- Activity
Taking the line that contains "mark the red" as the first and the final line of the records as the last, write out every line between them exactly, ends included, and nothing else.

- Stored data
· · · ·

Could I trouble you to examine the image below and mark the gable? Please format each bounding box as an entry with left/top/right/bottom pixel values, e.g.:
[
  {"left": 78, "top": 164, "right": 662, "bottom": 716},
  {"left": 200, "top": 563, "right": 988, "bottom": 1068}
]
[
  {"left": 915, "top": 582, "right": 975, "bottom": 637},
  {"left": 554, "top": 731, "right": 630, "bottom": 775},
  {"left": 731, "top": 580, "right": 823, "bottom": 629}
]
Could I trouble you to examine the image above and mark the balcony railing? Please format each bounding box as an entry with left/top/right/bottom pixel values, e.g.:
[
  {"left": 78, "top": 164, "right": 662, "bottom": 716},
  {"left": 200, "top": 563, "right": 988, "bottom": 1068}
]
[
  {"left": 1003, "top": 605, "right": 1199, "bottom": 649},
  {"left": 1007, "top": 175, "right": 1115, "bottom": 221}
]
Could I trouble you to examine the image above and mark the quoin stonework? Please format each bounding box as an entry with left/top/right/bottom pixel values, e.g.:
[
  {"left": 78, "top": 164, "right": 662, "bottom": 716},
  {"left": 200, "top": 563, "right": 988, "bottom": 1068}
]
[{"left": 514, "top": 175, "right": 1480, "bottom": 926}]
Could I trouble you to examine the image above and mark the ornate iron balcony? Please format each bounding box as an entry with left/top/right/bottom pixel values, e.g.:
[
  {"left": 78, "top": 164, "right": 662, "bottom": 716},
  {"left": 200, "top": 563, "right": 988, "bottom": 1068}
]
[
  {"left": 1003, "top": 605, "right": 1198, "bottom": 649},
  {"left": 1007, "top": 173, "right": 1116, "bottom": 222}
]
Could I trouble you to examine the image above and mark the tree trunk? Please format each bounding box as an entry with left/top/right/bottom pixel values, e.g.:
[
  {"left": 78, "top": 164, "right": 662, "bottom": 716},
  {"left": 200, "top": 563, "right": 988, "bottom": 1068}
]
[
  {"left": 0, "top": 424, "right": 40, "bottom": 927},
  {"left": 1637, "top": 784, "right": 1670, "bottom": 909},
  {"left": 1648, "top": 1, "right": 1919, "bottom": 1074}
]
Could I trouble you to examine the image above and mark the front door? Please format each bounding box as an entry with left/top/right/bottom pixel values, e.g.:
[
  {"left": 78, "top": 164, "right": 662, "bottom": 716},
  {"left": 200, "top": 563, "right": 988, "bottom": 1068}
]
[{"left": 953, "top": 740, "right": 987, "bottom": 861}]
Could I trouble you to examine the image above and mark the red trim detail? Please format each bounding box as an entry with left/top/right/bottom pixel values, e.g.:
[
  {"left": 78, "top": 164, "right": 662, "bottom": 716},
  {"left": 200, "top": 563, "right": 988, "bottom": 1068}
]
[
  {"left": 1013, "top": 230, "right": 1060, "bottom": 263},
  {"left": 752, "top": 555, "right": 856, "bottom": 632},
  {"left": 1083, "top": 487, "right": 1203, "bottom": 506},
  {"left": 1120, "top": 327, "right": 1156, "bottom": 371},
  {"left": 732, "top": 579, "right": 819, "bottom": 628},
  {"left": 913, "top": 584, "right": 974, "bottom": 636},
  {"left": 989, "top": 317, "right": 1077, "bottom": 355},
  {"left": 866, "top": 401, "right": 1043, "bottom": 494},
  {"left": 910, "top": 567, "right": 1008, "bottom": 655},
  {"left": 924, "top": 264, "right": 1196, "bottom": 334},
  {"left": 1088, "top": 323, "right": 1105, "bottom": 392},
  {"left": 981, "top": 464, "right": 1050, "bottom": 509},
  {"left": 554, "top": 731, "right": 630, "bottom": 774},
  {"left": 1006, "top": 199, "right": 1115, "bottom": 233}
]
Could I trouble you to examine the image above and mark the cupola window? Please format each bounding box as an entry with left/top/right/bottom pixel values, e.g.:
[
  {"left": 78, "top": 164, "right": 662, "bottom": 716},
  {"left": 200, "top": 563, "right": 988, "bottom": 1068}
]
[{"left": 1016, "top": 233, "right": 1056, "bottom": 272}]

· · · ·

- Written answer
Could I trouble you to examine the image above and mark the red trim detail? Please format each bounding box as an entry with left/top/right/bottom pixel values, e.g.:
[
  {"left": 78, "top": 164, "right": 662, "bottom": 716},
  {"left": 200, "top": 563, "right": 988, "bottom": 1068}
]
[
  {"left": 1013, "top": 230, "right": 1060, "bottom": 263},
  {"left": 752, "top": 555, "right": 856, "bottom": 632},
  {"left": 1083, "top": 487, "right": 1203, "bottom": 506},
  {"left": 1120, "top": 327, "right": 1156, "bottom": 371},
  {"left": 732, "top": 579, "right": 819, "bottom": 628},
  {"left": 913, "top": 584, "right": 974, "bottom": 636},
  {"left": 989, "top": 317, "right": 1077, "bottom": 355},
  {"left": 866, "top": 401, "right": 1043, "bottom": 494},
  {"left": 910, "top": 567, "right": 1008, "bottom": 655},
  {"left": 924, "top": 264, "right": 1196, "bottom": 334},
  {"left": 1088, "top": 323, "right": 1105, "bottom": 392},
  {"left": 981, "top": 464, "right": 1050, "bottom": 509},
  {"left": 554, "top": 731, "right": 630, "bottom": 774},
  {"left": 1006, "top": 199, "right": 1115, "bottom": 233}
]
Could I trouble you to examine the image above and mark the cupola window? Please format each bounding box as an entry with left/top/right/bottom pixel values, e.g.:
[
  {"left": 78, "top": 164, "right": 662, "bottom": 716},
  {"left": 200, "top": 563, "right": 988, "bottom": 1068}
]
[{"left": 1016, "top": 233, "right": 1056, "bottom": 272}]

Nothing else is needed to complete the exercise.